:: Excerpted text ::

'''

S-8 1 ea0220705-s8_solaris.htm REGISTRATION STATEMENT

 

 

SECURITIES AND EXCHANGE COMMISSION

WASHINGTON, D.C. 20549

 

FORM S-8

 

REGISTRATION STATEMENT

UNDER THE SECURITIES ACT OF 1933

 

Solaris Resources Inc.

(Exact name of Registrant as specified in its charter)

 

British Columbia, Canada   N/A
(State or other jurisdiction of Incorporation or organization)   (I.R.S. Employer Identification No.)

 

Suite 555, 999 Canada Place

Vancouver, British Columbia, Canada V6C 3E1

(Address of Principal Executive Offices)

 

SOLARIS RESOURCES INC. STOCK OPTION PLAN

(Full title of the plans)

 

Indicate by check mark whether the Registrant is a large accelerated filer, an accelerated filer, a non-accelerated filer, a smaller reporting company or an emerging growth company. See the definitions of “large accelerated filer,” “accelerated filer,” “smaller reporting company” and “emerging growth company” in Rule 12b-2 of the Exchange Act.

 

Large accelerated filer ☐   Accelerated filer ☐
Non-accelerated filer  ☒   Smaller reporting company  ☐
    Emerging growth company

 

If an emerging growth company, indicate by check mark if the registrant has elected not to use the extended transition period for complying with any new or revised financial accounting standards provided pursuant to Section 7(a)(2)(B) of the Securities Act. ☐

 

 

 

 

 

 

INTRODUCTORY STATEMENT

 

This Registration Statement on Form S-8 is filed pursuant to General Instruction E to Form S-8 by Solaris Resources Inc. (the “Registrant”), in order to register 16,256,549 common shares (“Common Shares”) which have been reserved for issuance pursuant to options (collectively, “Awards”) under the Solaris Resources Inc. Stock Option Plan (the “Plan”). Under the terms of the Plan, the Registrant is authorized to grant Awards for a number of Common Shares which, in combination with the Common Shares, may be up to, but may not exceed that number of Common Shares which represents 10% of the Registrant’s issued and outstanding Common Shares on a non-diluted basis from time to time.

'''

Rows from a pointing dataset:

'''

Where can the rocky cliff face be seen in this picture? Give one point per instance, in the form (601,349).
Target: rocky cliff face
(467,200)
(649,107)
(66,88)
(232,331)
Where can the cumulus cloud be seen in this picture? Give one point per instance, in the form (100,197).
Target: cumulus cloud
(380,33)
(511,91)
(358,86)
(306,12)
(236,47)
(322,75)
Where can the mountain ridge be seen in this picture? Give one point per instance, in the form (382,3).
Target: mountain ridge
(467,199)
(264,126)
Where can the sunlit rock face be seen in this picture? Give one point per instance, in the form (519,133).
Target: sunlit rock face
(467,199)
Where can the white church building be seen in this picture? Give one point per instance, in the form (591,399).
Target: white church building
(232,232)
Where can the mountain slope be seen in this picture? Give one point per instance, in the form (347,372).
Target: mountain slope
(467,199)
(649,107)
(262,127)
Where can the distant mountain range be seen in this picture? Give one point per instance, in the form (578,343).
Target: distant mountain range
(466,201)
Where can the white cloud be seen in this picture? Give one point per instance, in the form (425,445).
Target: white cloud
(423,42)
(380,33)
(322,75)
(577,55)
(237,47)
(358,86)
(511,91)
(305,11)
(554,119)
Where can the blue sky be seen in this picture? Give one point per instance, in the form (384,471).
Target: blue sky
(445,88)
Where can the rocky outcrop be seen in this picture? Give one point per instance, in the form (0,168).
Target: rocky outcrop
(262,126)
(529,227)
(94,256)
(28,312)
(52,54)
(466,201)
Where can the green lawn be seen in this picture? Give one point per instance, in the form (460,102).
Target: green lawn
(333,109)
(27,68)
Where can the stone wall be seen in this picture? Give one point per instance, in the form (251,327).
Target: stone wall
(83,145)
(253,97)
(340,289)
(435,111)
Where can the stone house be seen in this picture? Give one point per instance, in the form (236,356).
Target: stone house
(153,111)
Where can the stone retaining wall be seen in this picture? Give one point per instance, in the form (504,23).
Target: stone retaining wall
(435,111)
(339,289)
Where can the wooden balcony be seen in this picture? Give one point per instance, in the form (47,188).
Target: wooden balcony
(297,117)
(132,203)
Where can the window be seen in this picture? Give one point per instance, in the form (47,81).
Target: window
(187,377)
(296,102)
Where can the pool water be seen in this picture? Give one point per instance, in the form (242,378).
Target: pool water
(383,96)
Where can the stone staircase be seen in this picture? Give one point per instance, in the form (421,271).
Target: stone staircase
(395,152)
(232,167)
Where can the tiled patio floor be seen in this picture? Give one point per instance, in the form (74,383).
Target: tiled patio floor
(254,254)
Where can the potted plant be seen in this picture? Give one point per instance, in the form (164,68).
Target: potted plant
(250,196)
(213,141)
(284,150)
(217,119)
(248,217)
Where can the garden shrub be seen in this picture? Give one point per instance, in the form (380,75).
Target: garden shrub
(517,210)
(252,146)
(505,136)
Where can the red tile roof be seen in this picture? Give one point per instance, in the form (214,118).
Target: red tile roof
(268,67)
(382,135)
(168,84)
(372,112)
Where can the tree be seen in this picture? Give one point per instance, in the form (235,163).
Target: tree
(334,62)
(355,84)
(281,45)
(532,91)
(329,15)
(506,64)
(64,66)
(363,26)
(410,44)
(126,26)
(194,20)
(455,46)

'''

:: Set task ::
Set down the part of the registration statement starting with "UNDER THE SECURITIES" and going on through "Employer Identification No.)", word for word.

:: The completed task ::
UNDER THE SECURITIES ACT OF 1933

 

Solaris Resources Inc.

(Exact name of Registrant as specified in its charter)

 

British Columbia, Canada   N/A
(State or other jurisdiction of Incorporation or organization)   (I.R.S. Employer Identification No.)